## Exercise objective
Please change "even-odd rule" to "nonzero winding rule" everywhere in the lines below and leave everything else as it is. Leave the pictures out of your answer.

## Records for this exercise
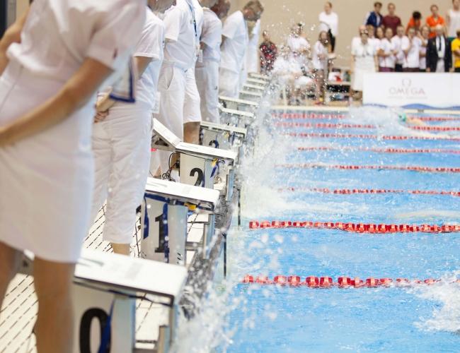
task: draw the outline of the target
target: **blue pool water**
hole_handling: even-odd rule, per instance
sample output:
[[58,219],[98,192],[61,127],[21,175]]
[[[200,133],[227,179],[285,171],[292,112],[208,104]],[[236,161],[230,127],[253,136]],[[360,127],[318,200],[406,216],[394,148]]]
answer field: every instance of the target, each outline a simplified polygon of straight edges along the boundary
[[[303,112],[301,112],[303,113]],[[430,114],[430,116],[440,114]],[[282,122],[372,124],[376,128],[277,126]],[[428,121],[458,126],[460,121]],[[309,189],[460,191],[460,173],[286,168],[279,164],[460,167],[455,153],[384,153],[340,150],[460,150],[447,140],[301,138],[286,133],[350,133],[459,137],[415,131],[389,109],[361,108],[346,119],[272,118],[261,128],[243,191],[242,224],[229,237],[228,338],[219,351],[459,352],[460,233],[355,234],[325,229],[248,229],[253,220],[354,223],[457,225],[460,197],[407,192],[340,195]],[[459,136],[457,136],[459,135]],[[329,147],[339,150],[299,150]],[[294,188],[294,191],[278,191]],[[432,286],[314,289],[238,282],[246,274],[442,279]],[[233,282],[232,282],[233,280]]]

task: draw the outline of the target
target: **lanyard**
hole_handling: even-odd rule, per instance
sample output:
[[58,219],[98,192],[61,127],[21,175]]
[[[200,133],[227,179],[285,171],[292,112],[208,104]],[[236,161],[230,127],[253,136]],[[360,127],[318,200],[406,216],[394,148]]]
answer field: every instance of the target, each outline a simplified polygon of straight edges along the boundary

## Answer to the problem
task: draw the outline of the target
target: **blue pool water**
hole_handling: nonzero winding rule, per instance
sample output:
[[58,219],[98,192],[61,127],[21,175]]
[[[200,133],[227,179],[285,171],[292,112],[208,104]],[[236,161],[230,127],[253,136]],[[360,127],[318,200],[406,216],[394,148]]]
answer field: every instance of the target, each outline a simplified polygon of straight edges along the boundary
[[[303,112],[301,112],[303,113]],[[430,114],[430,116],[440,114]],[[282,122],[372,124],[376,128],[277,126]],[[428,121],[458,126],[460,121]],[[309,189],[460,191],[460,173],[286,168],[279,164],[460,167],[455,153],[384,153],[340,150],[460,150],[447,140],[301,138],[286,133],[350,133],[459,137],[415,131],[389,109],[361,108],[346,119],[272,118],[261,128],[243,191],[242,224],[229,237],[228,338],[219,351],[459,352],[460,233],[355,234],[325,229],[248,229],[253,220],[354,223],[457,225],[460,197],[407,192],[340,195]],[[459,136],[457,136],[459,135]],[[329,147],[339,150],[299,150]],[[294,188],[294,191],[278,191]],[[432,286],[314,289],[238,282],[246,274],[442,279]],[[233,282],[232,282],[233,280]]]

task: draw the outline of the target
target: **lanyard**
hole_handling: nonzero winding rule, per instance
sample output:
[[58,219],[98,192],[61,127],[21,175]]
[[[200,133],[227,179],[285,171],[292,112],[208,104]],[[236,161],[230,127],[253,136]],[[360,127],[318,200],[406,216],[394,148]]]
answer field: every instance of the target, each outline a simplified polygon of straight edges along the boundary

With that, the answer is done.